> **Aim of the exercise**: Each record must be repeated exactly as it stands.

> **Data excerpts**:
■ ■ ■ ■ ■ ■ ■
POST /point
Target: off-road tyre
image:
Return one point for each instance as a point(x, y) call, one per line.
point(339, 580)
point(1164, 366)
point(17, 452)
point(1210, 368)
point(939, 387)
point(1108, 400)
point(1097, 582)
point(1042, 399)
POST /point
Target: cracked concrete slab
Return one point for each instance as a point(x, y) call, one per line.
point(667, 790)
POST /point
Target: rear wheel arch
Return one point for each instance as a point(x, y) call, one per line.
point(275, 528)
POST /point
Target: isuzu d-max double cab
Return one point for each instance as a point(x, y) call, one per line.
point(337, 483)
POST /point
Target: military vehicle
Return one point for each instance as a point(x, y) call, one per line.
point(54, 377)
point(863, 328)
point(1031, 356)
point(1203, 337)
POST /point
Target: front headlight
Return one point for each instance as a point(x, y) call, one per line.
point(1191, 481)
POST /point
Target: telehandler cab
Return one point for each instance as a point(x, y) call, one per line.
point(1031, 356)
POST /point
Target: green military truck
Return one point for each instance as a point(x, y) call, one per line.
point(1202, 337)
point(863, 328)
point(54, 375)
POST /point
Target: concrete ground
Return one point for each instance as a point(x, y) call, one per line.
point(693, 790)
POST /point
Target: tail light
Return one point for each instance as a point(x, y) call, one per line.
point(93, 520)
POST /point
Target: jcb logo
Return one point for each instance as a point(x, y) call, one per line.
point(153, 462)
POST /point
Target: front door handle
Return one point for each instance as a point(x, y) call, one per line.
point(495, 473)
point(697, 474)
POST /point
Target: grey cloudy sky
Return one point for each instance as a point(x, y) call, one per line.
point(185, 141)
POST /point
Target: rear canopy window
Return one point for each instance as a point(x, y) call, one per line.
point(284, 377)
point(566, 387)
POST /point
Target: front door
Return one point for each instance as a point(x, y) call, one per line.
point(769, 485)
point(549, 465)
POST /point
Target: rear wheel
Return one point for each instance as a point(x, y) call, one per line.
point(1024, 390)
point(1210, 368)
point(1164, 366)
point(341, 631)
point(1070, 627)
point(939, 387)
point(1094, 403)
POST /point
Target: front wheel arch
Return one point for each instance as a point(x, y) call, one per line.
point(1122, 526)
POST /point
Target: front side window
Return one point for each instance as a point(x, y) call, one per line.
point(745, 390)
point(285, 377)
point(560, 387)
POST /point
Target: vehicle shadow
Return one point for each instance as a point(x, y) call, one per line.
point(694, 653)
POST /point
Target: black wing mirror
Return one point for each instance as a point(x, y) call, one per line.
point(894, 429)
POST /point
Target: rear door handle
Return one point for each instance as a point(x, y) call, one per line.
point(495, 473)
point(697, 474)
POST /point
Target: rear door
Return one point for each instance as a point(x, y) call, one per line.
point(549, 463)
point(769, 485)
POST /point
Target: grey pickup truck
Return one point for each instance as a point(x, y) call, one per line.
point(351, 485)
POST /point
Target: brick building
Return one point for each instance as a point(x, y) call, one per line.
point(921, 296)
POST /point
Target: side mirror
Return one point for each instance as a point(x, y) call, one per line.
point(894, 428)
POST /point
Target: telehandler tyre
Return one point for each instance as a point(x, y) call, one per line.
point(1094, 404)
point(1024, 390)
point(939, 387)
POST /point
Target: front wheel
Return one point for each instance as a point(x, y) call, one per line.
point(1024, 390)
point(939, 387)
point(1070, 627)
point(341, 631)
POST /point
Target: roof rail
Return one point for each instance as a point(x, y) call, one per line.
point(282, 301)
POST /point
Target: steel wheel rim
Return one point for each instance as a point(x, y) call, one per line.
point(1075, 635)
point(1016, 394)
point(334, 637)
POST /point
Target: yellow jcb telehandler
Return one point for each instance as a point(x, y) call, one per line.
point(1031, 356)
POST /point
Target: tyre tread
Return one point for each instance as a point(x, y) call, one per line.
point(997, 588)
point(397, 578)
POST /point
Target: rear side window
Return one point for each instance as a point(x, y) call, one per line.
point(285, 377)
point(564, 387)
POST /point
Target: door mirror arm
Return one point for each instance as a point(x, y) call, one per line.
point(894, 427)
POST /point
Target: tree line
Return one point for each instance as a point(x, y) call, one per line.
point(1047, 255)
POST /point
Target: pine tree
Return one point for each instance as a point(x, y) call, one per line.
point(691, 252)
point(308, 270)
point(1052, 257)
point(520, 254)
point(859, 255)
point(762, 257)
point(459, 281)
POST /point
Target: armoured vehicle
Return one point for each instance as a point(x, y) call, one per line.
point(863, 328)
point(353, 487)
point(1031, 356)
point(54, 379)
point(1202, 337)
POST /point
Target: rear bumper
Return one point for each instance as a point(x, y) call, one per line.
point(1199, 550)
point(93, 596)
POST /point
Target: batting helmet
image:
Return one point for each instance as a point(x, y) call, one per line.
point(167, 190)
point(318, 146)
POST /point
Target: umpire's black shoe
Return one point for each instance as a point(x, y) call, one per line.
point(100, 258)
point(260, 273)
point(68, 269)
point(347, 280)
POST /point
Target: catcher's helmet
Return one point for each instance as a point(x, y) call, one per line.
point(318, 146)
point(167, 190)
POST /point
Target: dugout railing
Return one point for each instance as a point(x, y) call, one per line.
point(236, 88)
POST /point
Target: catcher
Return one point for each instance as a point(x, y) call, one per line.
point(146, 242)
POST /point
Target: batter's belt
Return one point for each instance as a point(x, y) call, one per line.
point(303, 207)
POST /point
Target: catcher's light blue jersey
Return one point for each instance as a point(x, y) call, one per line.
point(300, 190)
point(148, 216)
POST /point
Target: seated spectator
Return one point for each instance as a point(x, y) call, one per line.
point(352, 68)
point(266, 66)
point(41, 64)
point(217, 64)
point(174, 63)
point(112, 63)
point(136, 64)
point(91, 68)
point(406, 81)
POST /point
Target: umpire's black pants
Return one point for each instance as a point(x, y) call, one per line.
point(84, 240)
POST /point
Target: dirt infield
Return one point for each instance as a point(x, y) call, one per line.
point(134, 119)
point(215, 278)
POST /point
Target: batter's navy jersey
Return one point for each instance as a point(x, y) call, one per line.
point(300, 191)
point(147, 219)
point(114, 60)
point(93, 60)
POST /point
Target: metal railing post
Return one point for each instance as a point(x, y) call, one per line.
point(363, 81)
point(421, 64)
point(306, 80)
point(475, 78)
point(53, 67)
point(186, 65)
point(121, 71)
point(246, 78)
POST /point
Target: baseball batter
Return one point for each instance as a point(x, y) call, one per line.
■ ■ ■ ■ ■ ■ ■
> **Task answer**:
POST /point
Target: off-road tyre
image:
Return one point for each instance as a point(x, y) call, one per line.
point(339, 580)
point(1164, 366)
point(17, 452)
point(1210, 368)
point(939, 387)
point(1108, 400)
point(1097, 582)
point(1042, 399)
POST /point
Target: cracked concrete slab
Return one point for each instance as a point(x, y) call, one per line.
point(667, 790)
POST /point
Target: rear wheel arch
Return one point for each instance as a point(x, y) call, one per line.
point(275, 528)
POST /point
Target: isuzu d-max double cab
Return one point for each instance as a point(x, y) call, one per line.
point(337, 483)
POST /point
Target: military vehicle
Return one point for each instance as a point(x, y) call, one per line.
point(54, 377)
point(863, 328)
point(1031, 356)
point(1203, 337)
POST /point
Target: front headlight
Return one point for each instance as a point(x, y) call, one per line.
point(1191, 481)
POST /point
Target: telehandler cab
Return one point for each instance as a point(x, y) call, one per line.
point(1031, 356)
POST /point
Target: green military truck
Return one point for each instance as a point(x, y) call, one per line.
point(1202, 337)
point(863, 328)
point(54, 375)
POST /point
Target: concrete ground
Return one point for each instance as a point(x, y) call, one per line.
point(693, 790)
POST /point
Target: tail light
Return one point for each instance as a point(x, y) call, one per line.
point(93, 520)
POST /point
Target: jcb logo
Return one point for each instance as a point(x, y) call, one per line.
point(153, 462)
POST /point
Target: front door handle
Return one point for each instance as a point(x, y) call, one per line.
point(495, 473)
point(697, 474)
POST /point
Target: grey cloudy sky
Return one point for each instance as a point(x, y) call, one per line.
point(185, 141)
POST /point
Target: rear canopy window
Return one point for each instance as a point(x, y) call, one per line.
point(284, 377)
point(566, 387)
POST /point
Target: front door
Return one point for each instance as a point(x, y) call, one per line.
point(769, 485)
point(549, 465)
POST /point
Target: rear wheel
Return one point for each instance as a point(x, y) call, one per line.
point(1024, 390)
point(1210, 368)
point(1164, 366)
point(341, 631)
point(1070, 627)
point(939, 387)
point(1094, 403)
POST /point
Target: front wheel arch
Return one point for each instance as a point(x, y) call, one per line.
point(1122, 526)
POST /point
Target: front side window
Return one point for each instance as a point(x, y) call, one per line.
point(745, 390)
point(285, 377)
point(560, 387)
POST /point
Target: vehicle shadow
Return one point for each instance as a point(x, y) call, one per line.
point(694, 653)
POST /point
Target: black wing mirror
Return one point for each instance as a point(x, y) call, one per line.
point(894, 429)
POST /point
Target: rear door handle
Return one point for each instance as a point(x, y) call, one per line.
point(495, 473)
point(697, 474)
POST /point
Target: rear door
Return one point for each instance as a point(x, y) call, one per line.
point(549, 463)
point(769, 485)
POST /point
Target: grey pickup truck
Return one point for each instance as a point(x, y) call, one per line.
point(351, 485)
POST /point
Target: brick building
Return one point for each instance as a point(x, y) call, one per line.
point(921, 296)
POST /point
Target: side mirror
Return one point for each instance as a point(x, y) call, one per line.
point(894, 428)
POST /point
Target: telehandler tyre
Return one point for each instance as a point(x, y) call, one per line.
point(1094, 404)
point(1024, 390)
point(939, 387)
POST /point
Target: front wheel
Return one point for each instance as a point(x, y) call, one per line.
point(1024, 390)
point(939, 387)
point(1070, 627)
point(341, 631)
POST /point
Target: roof rail
Return one point for each instance as a point(x, y) call, one per line.
point(282, 301)
POST /point
Target: steel wheel rim
Return one point for each instance as a point(x, y) call, one per line.
point(1075, 635)
point(1016, 394)
point(334, 637)
POST /point
Target: yellow jcb telehandler
Return one point for each instance as a point(x, y) call, one per line.
point(1031, 356)
POST /point
Target: tyre tread
Return one point for each instance as a point(x, y) call, one per line.
point(997, 588)
point(397, 578)
POST /point
Target: rear side window
Return one point for each instance as a point(x, y) call, one per line.
point(285, 377)
point(564, 387)
POST /point
Target: door mirror arm
Return one point for each instance as a point(x, y) call, one per line.
point(894, 427)
POST /point
Target: tree line
Return one point for each instance as a point(x, y) call, one per line.
point(1047, 255)
POST /point
Target: pine tree
Return one point for each instance as a point(x, y) call, one per line.
point(691, 252)
point(308, 270)
point(1052, 257)
point(520, 254)
point(859, 255)
point(762, 257)
point(459, 281)
POST /point
Target: armoured vehicle
Return one point for each instance as a point(x, y) call, one per line.
point(863, 328)
point(353, 487)
point(1031, 356)
point(54, 379)
point(1202, 337)
POST /point
Target: rear bumper
Return one point for each instance as a point(x, y) call, one per line.
point(1199, 550)
point(93, 596)
POST /point
Target: batting helmet
image:
Return one point for each instance as a point(x, y) call, one per line.
point(167, 190)
point(318, 146)
POST /point
Target: umpire's black shoe
Return one point for each instance as a point(x, y) call, one per line.
point(100, 258)
point(260, 273)
point(68, 269)
point(347, 280)
POST /point
Target: catcher's helmet
Return one point for each instance as a point(x, y) call, one per line.
point(318, 146)
point(167, 190)
POST /point
Target: dugout railing
Return one point for each instance as a point(x, y) call, one per line.
point(236, 88)
POST /point
Target: catcher
Return one point for each instance as a point(x, y) call, one per line.
point(146, 242)
POST /point
Target: batter's belt
Return one point for each instance as a point(x, y) call, one per line.
point(303, 207)
POST /point
Target: catcher's light blue jersey
Return one point for each instance as a point(x, y) call, one per line.
point(300, 190)
point(148, 216)
POST /point
Target: seated spectator
Return one point for each instance as a point(x, y) call, one per line.
point(352, 68)
point(266, 66)
point(41, 64)
point(217, 64)
point(174, 63)
point(112, 63)
point(136, 64)
point(91, 68)
point(406, 81)
POST /point
Target: umpire's black pants
Return one point for each instance as a point(x, y) call, one per line.
point(84, 240)
POST /point
Target: dirt infield
Return one point for each instance as a point(x, y) call, one per line.
point(134, 119)
point(215, 278)
POST /point
Target: batter's navy jersey
Return one point for each instance as a point(x, y) call, one per line.
point(300, 191)
point(147, 219)
point(114, 60)
point(93, 60)
POST /point
Target: metal railing post
Return one point for each instance as a point(x, y) call, one per line.
point(363, 81)
point(421, 64)
point(306, 80)
point(475, 78)
point(53, 67)
point(186, 65)
point(121, 71)
point(246, 78)
POST /point
Target: baseball batter
Return one point for each instance as a point(x, y) call, one per line.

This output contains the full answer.